Task details - Please pick out and copy every line in the entries below that contains the word "baseball". Case counts, so only matches with the same capitalization qualify.

Items -

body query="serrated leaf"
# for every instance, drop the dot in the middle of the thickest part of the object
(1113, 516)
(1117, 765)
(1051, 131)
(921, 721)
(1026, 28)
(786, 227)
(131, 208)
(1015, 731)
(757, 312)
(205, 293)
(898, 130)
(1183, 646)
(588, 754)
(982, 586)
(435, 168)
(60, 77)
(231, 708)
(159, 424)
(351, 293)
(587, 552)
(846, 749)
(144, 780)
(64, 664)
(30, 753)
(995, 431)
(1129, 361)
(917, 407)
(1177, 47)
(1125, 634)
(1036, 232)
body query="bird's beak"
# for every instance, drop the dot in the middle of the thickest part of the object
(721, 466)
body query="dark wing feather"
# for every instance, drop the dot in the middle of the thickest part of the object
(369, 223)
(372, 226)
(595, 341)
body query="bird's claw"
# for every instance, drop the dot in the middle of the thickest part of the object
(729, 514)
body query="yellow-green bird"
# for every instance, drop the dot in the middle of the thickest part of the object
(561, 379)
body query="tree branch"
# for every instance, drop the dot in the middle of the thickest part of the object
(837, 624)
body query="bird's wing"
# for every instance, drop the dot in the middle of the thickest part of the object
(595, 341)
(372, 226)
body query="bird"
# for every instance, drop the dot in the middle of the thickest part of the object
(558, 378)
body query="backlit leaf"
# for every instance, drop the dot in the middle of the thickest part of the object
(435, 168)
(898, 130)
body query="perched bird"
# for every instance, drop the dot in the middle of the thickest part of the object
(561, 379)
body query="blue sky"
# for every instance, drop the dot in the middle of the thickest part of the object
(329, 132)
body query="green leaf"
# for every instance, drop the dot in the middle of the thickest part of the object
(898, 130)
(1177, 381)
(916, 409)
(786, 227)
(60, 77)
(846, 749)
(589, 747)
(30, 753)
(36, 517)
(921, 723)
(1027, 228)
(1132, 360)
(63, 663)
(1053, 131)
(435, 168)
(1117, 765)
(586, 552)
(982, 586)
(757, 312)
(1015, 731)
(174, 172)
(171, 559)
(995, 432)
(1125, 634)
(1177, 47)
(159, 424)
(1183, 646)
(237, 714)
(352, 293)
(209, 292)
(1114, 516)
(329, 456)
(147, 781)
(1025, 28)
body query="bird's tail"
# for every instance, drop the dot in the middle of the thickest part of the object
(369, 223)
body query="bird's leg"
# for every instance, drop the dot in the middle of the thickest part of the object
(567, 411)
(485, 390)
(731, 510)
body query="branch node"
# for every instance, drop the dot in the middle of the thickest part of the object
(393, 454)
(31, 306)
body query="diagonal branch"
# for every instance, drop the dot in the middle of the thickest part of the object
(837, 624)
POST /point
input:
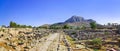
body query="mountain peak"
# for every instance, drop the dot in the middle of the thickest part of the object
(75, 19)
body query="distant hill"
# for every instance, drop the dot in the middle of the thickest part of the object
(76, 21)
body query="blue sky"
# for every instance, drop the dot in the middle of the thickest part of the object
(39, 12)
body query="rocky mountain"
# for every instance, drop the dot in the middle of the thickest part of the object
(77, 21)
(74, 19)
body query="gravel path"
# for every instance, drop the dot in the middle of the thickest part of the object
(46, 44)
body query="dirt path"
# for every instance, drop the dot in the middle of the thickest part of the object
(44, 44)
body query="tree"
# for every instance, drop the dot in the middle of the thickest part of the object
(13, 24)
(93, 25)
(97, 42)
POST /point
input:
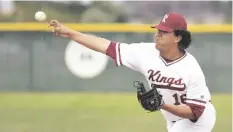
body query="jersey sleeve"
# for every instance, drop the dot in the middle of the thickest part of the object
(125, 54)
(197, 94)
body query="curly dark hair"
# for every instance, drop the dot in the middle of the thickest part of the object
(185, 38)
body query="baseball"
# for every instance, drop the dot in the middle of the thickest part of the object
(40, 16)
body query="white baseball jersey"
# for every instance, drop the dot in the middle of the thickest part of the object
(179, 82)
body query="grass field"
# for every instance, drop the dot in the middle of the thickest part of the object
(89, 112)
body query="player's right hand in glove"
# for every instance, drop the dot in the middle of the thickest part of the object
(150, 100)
...
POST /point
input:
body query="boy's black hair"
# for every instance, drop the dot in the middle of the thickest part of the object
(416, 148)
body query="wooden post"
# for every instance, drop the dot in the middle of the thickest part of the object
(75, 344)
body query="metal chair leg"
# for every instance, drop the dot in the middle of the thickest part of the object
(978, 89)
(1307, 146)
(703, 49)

Solution to the problem -
body query="baseball"
body query="white baseball jersey"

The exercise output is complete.